§ **CONSIGNE**
D'après l'extrait sur l'OTAN ci-dessous, sous quelle forme se présentent les obstacles au déplacement des troupes et des munitions ?

Le lieutenant-général Lance Landrum a expliqué que les forces de l'OTAN se heurtent à des obstacles, sous la forme de réglementations nationales, pour le déplacement des troupes et des munitions. « L’ Otan ne doit pas provoquer une erreur de calcul du Kremlin en donnant l'impression que Moscou pourrait avoir une chance de gagner parce que l'Alliance n'est pas préparée » a-t-il averti.
Autrement dit : ce qui reste des souverainetés nationales en matière de défense est un obstacle au déploiement de militaires étrangers (américains surtout) sur le continent européen. 
Inacceptable pour les États-Unis qui indiquent ainsi clairement que l’état-major de son bras armé, l’OTAN, s’est trompé. En effet, il a sous-évalué la capacité des forces militaires russes et surtout leurs avancées technologiques, a méprisé la solidité du gouvernement russe ainsi que le potentiel économique de la Russie et a misé sans limite, avec la complicité de l’UE, sur le gouvernement de Zelensky, depuis fort longtemps corrompu. 
Pire, c’est finalement le constat que l’OTAN a conçu et vendu à ses affidés des équipements militaires trop fragiles pour des combats de haute intensité et n’a pas constitué un stock de munitions adapté à un long conflit. Bad trip dans une future guerre contre la Chine…
Côté stratégie, si l’on doit reconnaître que la Russie n'a pas engagé beaucoup de troupes au départ de l’opération spéciale, il est devenu évident que les consignes de l’OTAN dictées à l’armée ukrainienne (AFU) ont été désastreuses sur le terrain. 
Au final, malgré la débauche de dollars, d’euros et d’armes, la Russie semble devoir l’emporter dans les prochains mois, lorsque les troupes ukrainiennes baisseront les bras, faute de munitions, de motivation et de conscrits. Et le bilan pour l’OTAN et l’UE sera terrible, car une large part de leurs équipement aura été détruit et, au passage, la cohésion et la crédibilité des gouvernements des États membres de l’UE, dont la plupart sont des affidés au Pacte Atlantique, auront été très largement altérées. Pour Biden et l'OTAN, il faut donc réagir en urgence. Première mesure : appeler à la création d’un « Schengen » militaire avec la libre circulation des troupes de l’OTAN.

§ **EXTRAITS DE DONNÉES**
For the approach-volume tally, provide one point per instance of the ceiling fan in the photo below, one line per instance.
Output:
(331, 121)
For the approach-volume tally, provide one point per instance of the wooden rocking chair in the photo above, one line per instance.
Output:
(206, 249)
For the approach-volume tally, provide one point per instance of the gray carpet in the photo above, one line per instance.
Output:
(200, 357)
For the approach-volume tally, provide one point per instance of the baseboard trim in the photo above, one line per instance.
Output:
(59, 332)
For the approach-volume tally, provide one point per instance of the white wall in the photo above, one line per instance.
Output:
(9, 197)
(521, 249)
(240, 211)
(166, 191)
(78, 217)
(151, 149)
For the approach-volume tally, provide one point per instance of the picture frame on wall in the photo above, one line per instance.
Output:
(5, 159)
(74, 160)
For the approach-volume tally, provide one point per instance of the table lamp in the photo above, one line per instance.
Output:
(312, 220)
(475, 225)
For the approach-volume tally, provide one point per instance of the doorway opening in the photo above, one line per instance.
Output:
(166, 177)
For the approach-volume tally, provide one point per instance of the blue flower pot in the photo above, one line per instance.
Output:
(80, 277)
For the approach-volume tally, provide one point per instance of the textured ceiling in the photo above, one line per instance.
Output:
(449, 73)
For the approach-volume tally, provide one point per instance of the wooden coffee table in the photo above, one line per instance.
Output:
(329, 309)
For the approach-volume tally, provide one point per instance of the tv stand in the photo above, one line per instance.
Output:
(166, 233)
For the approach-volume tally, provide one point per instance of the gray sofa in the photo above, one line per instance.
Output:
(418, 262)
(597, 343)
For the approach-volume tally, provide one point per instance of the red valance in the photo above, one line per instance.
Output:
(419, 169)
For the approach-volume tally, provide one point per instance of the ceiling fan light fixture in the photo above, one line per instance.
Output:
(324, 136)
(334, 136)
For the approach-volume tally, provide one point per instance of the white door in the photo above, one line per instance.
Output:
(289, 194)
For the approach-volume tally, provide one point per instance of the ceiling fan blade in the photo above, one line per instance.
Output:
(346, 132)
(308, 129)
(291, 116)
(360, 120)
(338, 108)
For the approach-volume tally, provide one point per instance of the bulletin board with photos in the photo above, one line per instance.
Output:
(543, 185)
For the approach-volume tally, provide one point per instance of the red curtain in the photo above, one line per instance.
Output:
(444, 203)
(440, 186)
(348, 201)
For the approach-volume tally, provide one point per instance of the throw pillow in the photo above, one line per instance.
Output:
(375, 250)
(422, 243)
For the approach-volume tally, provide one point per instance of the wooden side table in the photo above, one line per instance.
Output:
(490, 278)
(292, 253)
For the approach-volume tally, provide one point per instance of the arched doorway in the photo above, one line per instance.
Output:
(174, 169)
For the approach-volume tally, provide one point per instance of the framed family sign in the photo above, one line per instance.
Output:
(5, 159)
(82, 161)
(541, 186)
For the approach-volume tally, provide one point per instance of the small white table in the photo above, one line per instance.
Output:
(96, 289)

§ **RÉPONSE**
Sous la forme de réglementations nationales.